SELECTED EXTRACT
----------

In the year [1848] I published my Dictionary of Americanisms . . . [which I began] while travelling in a canal boat from Utica, west, on the way to visit my father at Cape Vincent. I amused myself in reading a late work in which the vulgar language of the United States abounded. I marked them on the margin of the book, and on my return to New York noted them down in an interleaved copy of Pickering's Vocabulary . . . [after more collecting] I soon found that I had . . . collected sufficient to make a volume much larger than that of Mr. Pickering . . . I now set vigorously to work . . . [and] carried a memo book in my pocket in which I noted down all the new words and phrases that I heard spoken, or read in the newspapers . . . When finished the work was published by Bartlett and Welford and met with a ready sale.
 
The Dictionary of Americanisms was Bartlett's greatest commercial writing success. The work had a wide and various influence, most importantly on H. L. Mencken's American Language, which cited Bartlett's work repeatedly.

----------

WHAT YOU NEED TO DO
Copy the stretch from "In the year" through "a ready sale." of the passage on the Dictionary of Americanisms, changing "memo book" to "notebook".

SUPPLIED ENTRIES

----------

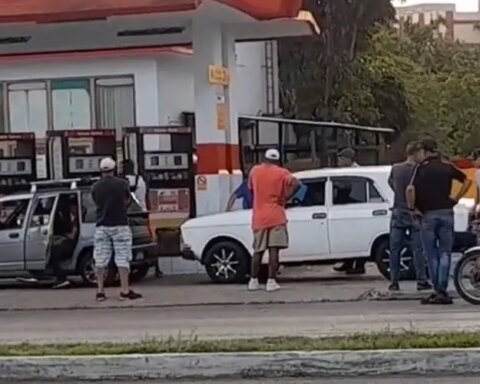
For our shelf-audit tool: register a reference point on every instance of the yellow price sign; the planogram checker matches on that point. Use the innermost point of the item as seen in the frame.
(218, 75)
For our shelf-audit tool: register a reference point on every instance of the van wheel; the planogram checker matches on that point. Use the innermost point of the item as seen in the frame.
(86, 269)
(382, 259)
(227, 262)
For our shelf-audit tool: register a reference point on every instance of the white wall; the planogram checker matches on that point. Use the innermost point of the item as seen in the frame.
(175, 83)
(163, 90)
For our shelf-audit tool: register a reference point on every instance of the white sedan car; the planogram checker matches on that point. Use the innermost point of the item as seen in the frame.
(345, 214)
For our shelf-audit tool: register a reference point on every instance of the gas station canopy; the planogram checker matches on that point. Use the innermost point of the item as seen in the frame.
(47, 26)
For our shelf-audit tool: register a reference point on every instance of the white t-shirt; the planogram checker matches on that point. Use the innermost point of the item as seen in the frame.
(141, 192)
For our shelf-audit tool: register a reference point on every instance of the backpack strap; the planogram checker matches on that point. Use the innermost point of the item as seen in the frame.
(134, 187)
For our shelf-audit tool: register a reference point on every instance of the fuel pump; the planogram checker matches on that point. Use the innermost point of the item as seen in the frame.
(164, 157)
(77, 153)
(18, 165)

----------

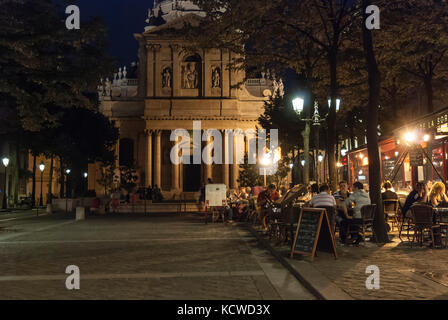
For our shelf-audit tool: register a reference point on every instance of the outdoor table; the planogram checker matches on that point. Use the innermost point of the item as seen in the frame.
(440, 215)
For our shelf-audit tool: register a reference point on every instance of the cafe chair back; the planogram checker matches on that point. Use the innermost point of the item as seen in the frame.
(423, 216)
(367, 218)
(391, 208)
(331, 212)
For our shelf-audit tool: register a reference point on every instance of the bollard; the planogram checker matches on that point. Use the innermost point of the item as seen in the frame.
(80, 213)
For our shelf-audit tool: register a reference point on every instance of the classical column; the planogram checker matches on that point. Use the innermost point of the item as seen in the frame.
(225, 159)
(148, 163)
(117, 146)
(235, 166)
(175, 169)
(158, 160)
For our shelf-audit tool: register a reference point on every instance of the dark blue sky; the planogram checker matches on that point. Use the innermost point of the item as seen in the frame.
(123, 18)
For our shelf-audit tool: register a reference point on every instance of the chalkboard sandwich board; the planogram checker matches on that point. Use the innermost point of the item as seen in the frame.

----------

FULL ANSWER
In the year [1848] I published my Dictionary of Americanisms . . . [which I began] while travelling in a canal boat from Utica, west, on the way to visit my father at Cape Vincent. I amused myself in reading a late work in which the vulgar language of the United States abounded. I marked them on the margin of the book, and on my return to New York noted them down in an interleaved copy of Pickering's Vocabulary . . . [after more collecting] I soon found that I had . . . collected sufficient to make a volume much larger than that of Mr. Pickering . . . I now set vigorously to work . . . [and] carried a notebook in my pocket in which I noted down all the new words and phrases that I heard spoken, or read in the newspapers . . . When finished the work was published by Bartlett and Welford and met with a ready sale.